(What the exercise asks):
Could you filter the records below and keep only the lines with the word "gray"?

(Material for the task):

--

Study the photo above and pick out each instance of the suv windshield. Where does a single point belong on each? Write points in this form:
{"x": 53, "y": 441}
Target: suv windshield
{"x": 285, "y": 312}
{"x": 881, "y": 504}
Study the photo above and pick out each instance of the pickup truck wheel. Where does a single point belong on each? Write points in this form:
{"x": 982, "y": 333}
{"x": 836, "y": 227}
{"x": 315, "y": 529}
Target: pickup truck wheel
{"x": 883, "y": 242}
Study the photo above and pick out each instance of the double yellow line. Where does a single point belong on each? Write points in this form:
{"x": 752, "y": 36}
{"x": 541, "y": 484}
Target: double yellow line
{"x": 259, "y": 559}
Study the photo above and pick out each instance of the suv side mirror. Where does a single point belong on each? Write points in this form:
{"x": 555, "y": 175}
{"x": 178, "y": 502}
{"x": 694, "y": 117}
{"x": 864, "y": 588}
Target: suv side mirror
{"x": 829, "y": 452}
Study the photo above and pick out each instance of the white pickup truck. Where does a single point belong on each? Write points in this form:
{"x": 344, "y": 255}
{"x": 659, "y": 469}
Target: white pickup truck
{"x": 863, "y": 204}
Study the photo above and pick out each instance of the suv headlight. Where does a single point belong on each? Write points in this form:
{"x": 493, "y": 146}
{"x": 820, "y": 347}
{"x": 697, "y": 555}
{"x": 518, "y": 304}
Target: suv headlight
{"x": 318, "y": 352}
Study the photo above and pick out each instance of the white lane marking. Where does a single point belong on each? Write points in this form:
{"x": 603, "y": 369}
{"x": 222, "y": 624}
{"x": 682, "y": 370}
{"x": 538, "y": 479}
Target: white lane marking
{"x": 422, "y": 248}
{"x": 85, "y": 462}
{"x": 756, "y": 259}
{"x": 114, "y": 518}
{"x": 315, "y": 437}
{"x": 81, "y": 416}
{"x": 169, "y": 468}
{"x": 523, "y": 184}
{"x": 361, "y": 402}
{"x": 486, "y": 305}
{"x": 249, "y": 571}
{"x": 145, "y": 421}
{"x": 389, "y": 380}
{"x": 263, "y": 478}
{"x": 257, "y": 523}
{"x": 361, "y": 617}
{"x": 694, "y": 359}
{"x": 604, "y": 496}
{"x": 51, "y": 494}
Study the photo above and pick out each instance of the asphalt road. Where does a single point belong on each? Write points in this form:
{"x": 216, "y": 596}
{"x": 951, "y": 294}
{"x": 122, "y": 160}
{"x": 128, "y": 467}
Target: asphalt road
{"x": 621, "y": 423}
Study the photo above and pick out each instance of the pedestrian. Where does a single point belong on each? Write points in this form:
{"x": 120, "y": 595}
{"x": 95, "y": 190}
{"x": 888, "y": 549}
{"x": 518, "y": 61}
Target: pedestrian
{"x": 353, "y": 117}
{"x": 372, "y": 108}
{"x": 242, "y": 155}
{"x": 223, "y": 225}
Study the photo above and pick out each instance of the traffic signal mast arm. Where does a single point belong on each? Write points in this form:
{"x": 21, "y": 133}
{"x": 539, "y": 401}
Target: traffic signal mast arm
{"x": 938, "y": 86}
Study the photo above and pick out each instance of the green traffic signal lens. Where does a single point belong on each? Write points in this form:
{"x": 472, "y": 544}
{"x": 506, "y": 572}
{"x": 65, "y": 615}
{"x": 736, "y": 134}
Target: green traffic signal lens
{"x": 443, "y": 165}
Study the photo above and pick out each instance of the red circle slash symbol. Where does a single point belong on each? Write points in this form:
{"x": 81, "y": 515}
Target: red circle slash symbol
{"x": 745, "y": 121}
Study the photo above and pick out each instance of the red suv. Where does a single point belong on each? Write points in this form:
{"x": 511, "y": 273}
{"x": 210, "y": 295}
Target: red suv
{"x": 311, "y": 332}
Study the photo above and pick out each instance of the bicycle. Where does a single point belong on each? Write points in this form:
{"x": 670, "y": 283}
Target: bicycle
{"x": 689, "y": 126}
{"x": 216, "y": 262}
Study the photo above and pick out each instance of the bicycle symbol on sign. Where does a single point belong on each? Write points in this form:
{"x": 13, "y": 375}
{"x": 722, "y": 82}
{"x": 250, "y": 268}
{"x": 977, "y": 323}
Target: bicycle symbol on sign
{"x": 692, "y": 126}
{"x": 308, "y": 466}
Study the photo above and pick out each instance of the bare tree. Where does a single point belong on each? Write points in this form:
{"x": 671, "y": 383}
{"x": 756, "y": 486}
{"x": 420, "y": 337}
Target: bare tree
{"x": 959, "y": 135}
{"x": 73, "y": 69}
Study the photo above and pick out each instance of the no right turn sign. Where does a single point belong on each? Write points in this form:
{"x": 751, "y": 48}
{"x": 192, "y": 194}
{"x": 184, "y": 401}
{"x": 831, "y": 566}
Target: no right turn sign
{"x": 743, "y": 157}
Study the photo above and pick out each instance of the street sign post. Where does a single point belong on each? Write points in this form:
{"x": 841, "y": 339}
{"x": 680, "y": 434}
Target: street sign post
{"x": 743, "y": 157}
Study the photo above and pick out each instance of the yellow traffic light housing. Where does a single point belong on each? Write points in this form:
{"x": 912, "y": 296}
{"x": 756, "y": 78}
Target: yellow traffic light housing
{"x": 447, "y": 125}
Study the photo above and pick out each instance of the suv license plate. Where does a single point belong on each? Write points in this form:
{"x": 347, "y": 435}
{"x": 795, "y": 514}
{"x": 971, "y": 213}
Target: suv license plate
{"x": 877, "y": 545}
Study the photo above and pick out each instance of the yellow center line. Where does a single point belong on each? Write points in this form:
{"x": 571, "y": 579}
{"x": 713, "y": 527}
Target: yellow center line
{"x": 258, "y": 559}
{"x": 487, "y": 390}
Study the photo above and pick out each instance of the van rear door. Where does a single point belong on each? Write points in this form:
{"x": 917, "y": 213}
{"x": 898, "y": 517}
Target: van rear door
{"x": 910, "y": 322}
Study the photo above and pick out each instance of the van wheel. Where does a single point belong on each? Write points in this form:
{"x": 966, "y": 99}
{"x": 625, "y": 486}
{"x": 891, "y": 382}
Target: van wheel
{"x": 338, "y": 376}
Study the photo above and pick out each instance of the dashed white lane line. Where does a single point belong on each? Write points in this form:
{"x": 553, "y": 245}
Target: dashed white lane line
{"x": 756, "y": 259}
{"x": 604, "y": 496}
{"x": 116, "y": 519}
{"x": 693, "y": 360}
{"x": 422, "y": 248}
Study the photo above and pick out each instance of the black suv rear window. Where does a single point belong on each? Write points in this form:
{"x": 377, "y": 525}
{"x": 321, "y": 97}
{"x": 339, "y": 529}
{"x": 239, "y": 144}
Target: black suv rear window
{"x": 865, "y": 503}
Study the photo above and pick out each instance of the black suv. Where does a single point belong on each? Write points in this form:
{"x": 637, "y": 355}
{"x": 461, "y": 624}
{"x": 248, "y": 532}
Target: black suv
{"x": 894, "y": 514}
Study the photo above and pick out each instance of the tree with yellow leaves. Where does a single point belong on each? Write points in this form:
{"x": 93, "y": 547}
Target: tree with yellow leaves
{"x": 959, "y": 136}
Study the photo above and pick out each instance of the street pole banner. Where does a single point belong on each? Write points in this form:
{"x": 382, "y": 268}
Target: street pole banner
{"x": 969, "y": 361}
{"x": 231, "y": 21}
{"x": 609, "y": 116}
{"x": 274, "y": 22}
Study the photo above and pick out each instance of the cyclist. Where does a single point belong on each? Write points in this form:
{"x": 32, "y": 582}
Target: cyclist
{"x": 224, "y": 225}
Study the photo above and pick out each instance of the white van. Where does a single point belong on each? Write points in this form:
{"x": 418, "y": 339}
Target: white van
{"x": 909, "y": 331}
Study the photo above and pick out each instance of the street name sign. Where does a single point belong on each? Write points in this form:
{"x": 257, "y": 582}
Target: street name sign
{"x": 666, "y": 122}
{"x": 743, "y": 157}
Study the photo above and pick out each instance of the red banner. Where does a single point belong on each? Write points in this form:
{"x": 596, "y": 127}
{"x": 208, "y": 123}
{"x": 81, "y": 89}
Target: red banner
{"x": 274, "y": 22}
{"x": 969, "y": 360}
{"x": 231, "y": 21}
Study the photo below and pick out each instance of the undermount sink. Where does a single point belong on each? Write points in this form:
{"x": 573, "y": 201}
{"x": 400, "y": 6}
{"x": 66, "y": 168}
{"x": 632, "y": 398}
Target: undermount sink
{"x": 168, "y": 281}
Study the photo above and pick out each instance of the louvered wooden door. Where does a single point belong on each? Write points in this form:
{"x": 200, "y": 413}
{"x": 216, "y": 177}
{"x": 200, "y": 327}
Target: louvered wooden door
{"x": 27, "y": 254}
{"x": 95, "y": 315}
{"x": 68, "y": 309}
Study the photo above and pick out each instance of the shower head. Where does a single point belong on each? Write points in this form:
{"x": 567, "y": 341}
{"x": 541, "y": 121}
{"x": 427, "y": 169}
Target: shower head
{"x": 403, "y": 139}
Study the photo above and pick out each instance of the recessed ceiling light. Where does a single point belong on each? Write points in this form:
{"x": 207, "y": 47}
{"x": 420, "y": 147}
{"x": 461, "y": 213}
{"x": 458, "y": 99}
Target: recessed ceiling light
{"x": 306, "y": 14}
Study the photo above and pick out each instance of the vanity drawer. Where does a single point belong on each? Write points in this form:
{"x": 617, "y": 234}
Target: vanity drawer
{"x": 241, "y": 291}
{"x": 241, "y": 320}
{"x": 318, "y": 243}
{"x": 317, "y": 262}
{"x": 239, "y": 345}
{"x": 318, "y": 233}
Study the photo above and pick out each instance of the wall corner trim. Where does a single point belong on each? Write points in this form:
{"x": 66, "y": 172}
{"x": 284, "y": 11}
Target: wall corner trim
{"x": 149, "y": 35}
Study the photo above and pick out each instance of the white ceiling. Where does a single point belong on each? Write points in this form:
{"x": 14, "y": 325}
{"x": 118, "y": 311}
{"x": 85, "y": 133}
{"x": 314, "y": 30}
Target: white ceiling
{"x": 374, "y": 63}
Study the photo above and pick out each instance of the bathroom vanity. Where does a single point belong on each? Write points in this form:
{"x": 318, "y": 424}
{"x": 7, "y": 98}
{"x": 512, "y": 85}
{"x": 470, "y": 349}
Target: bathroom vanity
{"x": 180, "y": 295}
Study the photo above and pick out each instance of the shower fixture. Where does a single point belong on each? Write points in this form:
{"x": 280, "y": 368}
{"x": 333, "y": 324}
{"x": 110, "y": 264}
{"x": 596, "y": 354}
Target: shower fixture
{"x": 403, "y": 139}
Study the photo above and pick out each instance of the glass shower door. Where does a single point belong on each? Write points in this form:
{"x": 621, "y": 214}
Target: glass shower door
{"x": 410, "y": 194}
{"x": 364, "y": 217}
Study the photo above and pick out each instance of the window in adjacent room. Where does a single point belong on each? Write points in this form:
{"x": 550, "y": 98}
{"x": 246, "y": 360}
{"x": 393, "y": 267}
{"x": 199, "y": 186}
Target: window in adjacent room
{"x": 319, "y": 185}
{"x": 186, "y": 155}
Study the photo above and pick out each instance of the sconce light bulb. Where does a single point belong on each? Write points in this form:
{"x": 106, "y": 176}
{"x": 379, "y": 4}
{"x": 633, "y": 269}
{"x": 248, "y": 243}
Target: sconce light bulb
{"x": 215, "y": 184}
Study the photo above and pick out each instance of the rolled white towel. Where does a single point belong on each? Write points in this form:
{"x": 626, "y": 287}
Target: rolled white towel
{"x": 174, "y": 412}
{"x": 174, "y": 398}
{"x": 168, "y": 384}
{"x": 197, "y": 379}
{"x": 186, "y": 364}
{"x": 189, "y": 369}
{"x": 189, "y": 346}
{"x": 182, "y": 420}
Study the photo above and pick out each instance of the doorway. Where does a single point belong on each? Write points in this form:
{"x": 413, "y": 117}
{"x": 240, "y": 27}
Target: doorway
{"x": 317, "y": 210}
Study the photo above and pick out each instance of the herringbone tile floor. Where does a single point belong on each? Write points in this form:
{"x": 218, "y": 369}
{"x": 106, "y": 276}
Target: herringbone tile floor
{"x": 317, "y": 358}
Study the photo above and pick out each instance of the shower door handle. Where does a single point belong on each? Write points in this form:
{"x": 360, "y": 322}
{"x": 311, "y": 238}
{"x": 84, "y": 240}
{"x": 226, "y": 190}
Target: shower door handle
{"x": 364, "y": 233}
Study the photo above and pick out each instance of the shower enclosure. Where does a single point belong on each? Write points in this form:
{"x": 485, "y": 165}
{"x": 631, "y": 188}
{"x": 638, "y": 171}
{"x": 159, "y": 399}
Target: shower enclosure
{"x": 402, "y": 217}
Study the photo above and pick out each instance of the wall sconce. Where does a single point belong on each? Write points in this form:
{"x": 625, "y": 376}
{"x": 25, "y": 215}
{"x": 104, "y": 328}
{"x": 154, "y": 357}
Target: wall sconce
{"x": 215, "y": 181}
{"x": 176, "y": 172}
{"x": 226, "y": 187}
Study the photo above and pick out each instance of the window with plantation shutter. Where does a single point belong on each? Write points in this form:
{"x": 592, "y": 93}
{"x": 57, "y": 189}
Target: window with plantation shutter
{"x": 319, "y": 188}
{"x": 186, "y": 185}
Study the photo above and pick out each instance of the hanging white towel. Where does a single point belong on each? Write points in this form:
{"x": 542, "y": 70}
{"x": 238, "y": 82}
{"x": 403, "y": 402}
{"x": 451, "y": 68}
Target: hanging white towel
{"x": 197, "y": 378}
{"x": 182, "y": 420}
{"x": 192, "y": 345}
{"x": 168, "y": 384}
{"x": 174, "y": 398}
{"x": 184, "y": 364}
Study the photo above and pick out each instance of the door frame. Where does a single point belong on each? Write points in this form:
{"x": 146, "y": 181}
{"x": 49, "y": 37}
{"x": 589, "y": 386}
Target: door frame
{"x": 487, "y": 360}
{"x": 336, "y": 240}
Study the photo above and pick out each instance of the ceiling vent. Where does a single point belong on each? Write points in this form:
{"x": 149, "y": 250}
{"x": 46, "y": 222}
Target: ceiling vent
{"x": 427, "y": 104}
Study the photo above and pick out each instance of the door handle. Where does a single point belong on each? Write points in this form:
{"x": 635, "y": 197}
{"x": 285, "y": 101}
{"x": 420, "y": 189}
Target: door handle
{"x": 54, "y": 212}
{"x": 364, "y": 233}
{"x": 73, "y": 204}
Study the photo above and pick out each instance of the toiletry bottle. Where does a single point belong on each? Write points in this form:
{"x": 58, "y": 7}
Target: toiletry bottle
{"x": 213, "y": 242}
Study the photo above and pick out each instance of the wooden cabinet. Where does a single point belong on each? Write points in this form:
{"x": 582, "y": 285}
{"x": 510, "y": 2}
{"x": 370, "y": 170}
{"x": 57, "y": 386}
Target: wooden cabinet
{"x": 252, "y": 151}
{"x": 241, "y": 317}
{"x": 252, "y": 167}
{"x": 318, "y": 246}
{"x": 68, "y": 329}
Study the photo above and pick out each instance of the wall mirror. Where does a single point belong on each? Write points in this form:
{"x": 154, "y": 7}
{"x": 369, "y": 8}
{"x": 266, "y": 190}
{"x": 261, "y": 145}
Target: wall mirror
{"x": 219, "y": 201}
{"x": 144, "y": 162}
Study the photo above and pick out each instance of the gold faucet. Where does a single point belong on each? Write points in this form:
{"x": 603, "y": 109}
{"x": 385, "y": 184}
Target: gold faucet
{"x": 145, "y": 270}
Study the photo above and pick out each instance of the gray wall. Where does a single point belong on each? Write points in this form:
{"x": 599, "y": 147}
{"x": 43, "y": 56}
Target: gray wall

--

(Exercise solution):
Study the photo above and pick out each instance of the gray wall. Where does a single point belong on each? Write points in this form:
Target: gray wall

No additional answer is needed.